Copy each of the following items back word for word, keeping every line in its original order.

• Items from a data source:
--

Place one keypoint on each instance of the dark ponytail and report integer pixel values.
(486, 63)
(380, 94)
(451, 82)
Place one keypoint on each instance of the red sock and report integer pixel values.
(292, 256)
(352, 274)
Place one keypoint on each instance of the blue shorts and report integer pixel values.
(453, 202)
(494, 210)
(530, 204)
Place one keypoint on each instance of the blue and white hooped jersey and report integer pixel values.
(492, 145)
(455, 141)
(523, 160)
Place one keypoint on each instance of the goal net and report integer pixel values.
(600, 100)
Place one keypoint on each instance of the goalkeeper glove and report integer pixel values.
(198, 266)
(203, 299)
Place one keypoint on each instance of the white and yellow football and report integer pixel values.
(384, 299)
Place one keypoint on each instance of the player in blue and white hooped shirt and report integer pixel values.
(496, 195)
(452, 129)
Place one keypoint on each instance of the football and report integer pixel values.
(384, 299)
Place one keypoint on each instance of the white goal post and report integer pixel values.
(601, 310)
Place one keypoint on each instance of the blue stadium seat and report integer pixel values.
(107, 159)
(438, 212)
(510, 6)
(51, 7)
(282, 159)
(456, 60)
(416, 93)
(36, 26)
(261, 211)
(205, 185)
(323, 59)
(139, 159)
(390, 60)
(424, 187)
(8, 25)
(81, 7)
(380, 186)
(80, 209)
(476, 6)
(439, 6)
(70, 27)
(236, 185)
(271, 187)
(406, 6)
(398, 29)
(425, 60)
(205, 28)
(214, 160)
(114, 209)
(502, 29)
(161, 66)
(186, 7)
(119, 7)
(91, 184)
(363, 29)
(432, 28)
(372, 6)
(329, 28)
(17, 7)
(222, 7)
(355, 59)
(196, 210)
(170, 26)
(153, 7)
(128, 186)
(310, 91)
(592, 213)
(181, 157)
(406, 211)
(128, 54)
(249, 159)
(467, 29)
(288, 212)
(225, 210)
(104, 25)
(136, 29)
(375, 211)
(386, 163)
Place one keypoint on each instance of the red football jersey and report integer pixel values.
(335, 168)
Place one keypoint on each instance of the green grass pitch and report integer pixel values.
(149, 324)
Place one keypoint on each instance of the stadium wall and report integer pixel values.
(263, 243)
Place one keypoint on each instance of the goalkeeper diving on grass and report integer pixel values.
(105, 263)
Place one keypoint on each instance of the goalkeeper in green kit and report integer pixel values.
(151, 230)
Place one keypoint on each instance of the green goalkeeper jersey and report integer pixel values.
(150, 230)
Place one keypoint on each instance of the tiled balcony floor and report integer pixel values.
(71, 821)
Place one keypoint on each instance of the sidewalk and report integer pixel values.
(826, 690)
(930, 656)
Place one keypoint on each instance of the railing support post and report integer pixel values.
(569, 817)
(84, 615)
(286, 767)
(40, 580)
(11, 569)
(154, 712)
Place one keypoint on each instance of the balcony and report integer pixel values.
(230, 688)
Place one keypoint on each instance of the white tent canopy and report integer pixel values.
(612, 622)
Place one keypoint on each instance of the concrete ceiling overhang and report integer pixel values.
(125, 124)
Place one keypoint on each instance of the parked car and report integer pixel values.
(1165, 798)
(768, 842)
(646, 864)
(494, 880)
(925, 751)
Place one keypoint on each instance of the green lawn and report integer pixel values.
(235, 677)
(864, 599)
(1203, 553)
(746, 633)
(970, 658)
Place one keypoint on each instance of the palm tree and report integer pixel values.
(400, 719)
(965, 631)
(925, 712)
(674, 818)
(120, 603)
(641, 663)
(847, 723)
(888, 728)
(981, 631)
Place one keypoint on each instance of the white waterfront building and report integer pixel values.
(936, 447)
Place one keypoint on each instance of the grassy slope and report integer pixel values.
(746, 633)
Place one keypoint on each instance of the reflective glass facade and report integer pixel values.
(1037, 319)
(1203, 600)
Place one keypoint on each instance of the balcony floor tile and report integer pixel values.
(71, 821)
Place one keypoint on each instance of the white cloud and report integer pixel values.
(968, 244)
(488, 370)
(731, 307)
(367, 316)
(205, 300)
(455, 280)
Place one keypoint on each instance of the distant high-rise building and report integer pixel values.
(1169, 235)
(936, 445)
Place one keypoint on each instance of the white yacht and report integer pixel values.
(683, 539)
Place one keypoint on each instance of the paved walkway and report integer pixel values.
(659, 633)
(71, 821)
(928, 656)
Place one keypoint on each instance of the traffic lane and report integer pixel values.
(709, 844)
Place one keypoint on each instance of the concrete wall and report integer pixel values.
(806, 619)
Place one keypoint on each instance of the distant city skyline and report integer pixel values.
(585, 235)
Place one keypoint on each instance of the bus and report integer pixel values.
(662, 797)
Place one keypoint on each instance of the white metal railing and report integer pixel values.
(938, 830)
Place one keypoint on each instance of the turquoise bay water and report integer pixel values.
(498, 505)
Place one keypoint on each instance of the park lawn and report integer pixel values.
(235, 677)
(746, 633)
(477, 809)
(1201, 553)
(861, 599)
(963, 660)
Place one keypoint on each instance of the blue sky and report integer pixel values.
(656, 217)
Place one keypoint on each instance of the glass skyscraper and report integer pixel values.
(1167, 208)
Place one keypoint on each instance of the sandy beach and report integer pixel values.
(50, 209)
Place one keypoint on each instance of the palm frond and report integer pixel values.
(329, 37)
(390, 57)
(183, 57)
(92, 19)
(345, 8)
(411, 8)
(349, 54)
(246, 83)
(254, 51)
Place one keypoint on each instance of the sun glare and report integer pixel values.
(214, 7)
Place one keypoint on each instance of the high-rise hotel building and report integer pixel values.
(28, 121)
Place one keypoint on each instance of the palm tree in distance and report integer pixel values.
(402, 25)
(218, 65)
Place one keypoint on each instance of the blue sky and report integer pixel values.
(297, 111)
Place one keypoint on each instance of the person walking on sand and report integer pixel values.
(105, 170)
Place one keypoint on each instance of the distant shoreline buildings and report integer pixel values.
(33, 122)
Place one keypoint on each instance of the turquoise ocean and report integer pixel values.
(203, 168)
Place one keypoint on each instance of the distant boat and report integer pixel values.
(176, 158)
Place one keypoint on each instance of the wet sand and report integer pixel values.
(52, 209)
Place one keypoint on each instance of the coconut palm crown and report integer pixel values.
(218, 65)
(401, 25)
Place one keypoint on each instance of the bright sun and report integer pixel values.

--

• Solution to the exercise:
Place one keypoint on each instance of the dark ponytail and report integer pixel values.
(486, 63)
(380, 94)
(451, 82)
Place one keypoint on each instance of the red sock and report integer pixel values.
(292, 256)
(352, 274)
Place one keypoint on each instance of the blue shorts and report integer pixel values.
(453, 202)
(494, 210)
(530, 204)
Place one keypoint on each instance of the blue and white hooped jersey and report integer pixel values.
(492, 145)
(455, 141)
(523, 160)
Place one keypoint on each instance of the goal net and report integer pixel values.
(600, 100)
Place one keypoint on each instance of the goalkeeper glove and report integer pixel values.
(198, 266)
(203, 299)
Place one keypoint on each instance of the white and yellow football and report integer pixel values.
(384, 299)
Place one keypoint on each instance of the player in blue and white hooped shirt and report integer pixel values.
(496, 195)
(452, 129)
Place one keypoint on each instance of the football and report integer pixel values.
(384, 299)
Place one keypoint on each instance of the white goal post and report integer pixel values.
(601, 310)
Place one keypoint on each instance of the blue stadium seat and report integer pixel values.
(107, 159)
(438, 212)
(510, 6)
(51, 7)
(282, 159)
(456, 60)
(416, 93)
(36, 26)
(261, 211)
(205, 185)
(323, 59)
(139, 159)
(390, 60)
(424, 187)
(8, 25)
(81, 7)
(380, 186)
(80, 209)
(476, 6)
(439, 6)
(70, 27)
(236, 185)
(271, 187)
(406, 6)
(398, 29)
(425, 60)
(205, 28)
(214, 160)
(114, 209)
(502, 29)
(161, 66)
(186, 7)
(119, 7)
(91, 184)
(363, 29)
(432, 28)
(372, 6)
(329, 28)
(17, 7)
(222, 7)
(355, 59)
(196, 210)
(170, 26)
(153, 7)
(128, 186)
(310, 91)
(592, 213)
(181, 157)
(406, 211)
(128, 54)
(249, 159)
(467, 29)
(288, 212)
(225, 210)
(104, 25)
(136, 29)
(375, 211)
(386, 163)
Place one keypoint on each instance of the red football jersey and report integer pixel values.
(335, 168)
Place one keypoint on each instance of the green grass pitch and report integer pixel values.
(149, 324)
Place one keypoint on each instance of the stadium wall and report integer pixel values.
(263, 243)
Place one keypoint on each instance of the goalkeeper diving on grass and report integer pixel values.
(105, 263)
Place one keypoint on each instance of the goalkeeper in green kit and report integer pixel values.
(151, 230)
Place one keypoint on each instance of the green goalkeeper jersey and report integer pixel values.
(150, 230)
Place one keypoint on each instance of the tiled balcony floor and report integer pixel values.
(71, 821)
Place one keypoint on each instance of the sidewalk and report integer pixel values.
(826, 690)
(930, 656)
Place one keypoint on each instance of the railing support post and report integer pixel values.
(569, 817)
(84, 615)
(286, 767)
(40, 580)
(11, 569)
(154, 712)
Place one keypoint on each instance of the balcony and report integer pixel values.
(230, 688)
Place one keypoint on each instance of the white tent canopy and report integer pixel values.
(612, 622)
Place one keypoint on each instance of the concrete ceiling overhang and report integer pixel values.
(125, 124)
Place one keypoint on each instance of the parked car and report integer pixel values.
(1165, 798)
(768, 842)
(646, 864)
(494, 880)
(925, 751)
Place one keypoint on each instance of the green lawn and report integer pixel values.
(235, 677)
(864, 599)
(1203, 553)
(746, 633)
(970, 658)
Place one keypoint on each instance of the palm tree and report integer pixel values.
(400, 719)
(965, 631)
(925, 712)
(674, 818)
(120, 603)
(641, 663)
(847, 723)
(888, 728)
(981, 631)
Place one keypoint on each instance of the white waterfront building and report integer pixel values.
(936, 447)
Place one keypoint on each instance of the grassy slope and report integer pixel values.
(746, 633)
Place one keypoint on each instance of the reflective glass facade and report integer pixel values.
(1037, 319)
(1203, 600)
Place one keypoint on each instance of the balcony floor tile and report integer pixel values.
(71, 821)
Place one keypoint on each instance of the white cloud and report integer pixel values.
(968, 244)
(488, 370)
(731, 307)
(367, 316)
(205, 300)
(455, 280)
Place one keypoint on each instance of the distant high-rise building and report integer pixel values.
(1169, 235)
(936, 445)
Place one keypoint on each instance of the white yacht and report integer pixel values.
(683, 539)
Place one keypoint on each instance of the paved walkway and report integer pixel values.
(659, 633)
(71, 821)
(928, 656)
Place one keypoint on each instance of the traffic lane and report integer pixel values.
(709, 844)
Place one keypoint on each instance of the concrete wall and report integer pixel values.
(806, 619)
Place one keypoint on each instance of the distant city skyline and report integer pixel values.
(585, 235)
Place one keypoint on each instance of the bus and report integer pixel values.
(662, 797)
Place one keypoint on each instance of the white metal railing and report integer pixel values.
(938, 830)
Place one keypoint on each instance of the turquoise bay water and report integer pixel values.
(498, 505)
Place one keypoint on each instance of the park lawn and report integer pixel values.
(235, 677)
(746, 633)
(477, 809)
(1201, 553)
(861, 599)
(963, 660)
Place one keypoint on each instance of the blue sky and report integer pixel values.
(656, 217)
Place one keypoint on each instance of the glass skyscraper and report integer pixel values.
(1167, 208)
Place one keypoint on each instance of the sandy beach and report integer pixel values.
(50, 209)
Place one keypoint on each instance of the palm frond and report integer pixel values.
(329, 37)
(390, 57)
(183, 57)
(92, 19)
(345, 8)
(411, 8)
(349, 54)
(246, 83)
(254, 51)
Place one keypoint on each instance of the sun glare and report integer pixel values.
(214, 7)
Place one keypoint on each instance of the high-rise hotel building and report integer pixel values.
(28, 121)
Place one keypoint on each instance of the palm tree in distance and report integer pixel values.
(402, 25)
(218, 65)
Place one keypoint on each instance of the blue sky and report integer pixel values.
(297, 111)
Place one keypoint on each instance of the person walking on sand and report integer pixel values.
(105, 170)
Place one keypoint on each instance of the distant shoreline buildings and report integer pixel values.
(33, 122)
Place one keypoint on each instance of the turquoise ocean and report integer pixel values.
(203, 168)
Place one keypoint on each instance of the distant boat and report integer pixel values.
(176, 158)
Place one keypoint on each instance of the wet sand and report integer pixel values.
(52, 209)
Place one keypoint on each instance of the coconut palm crown and report integer pixel values.
(218, 65)
(401, 25)
Place one keypoint on each instance of the bright sun and report integer pixel values.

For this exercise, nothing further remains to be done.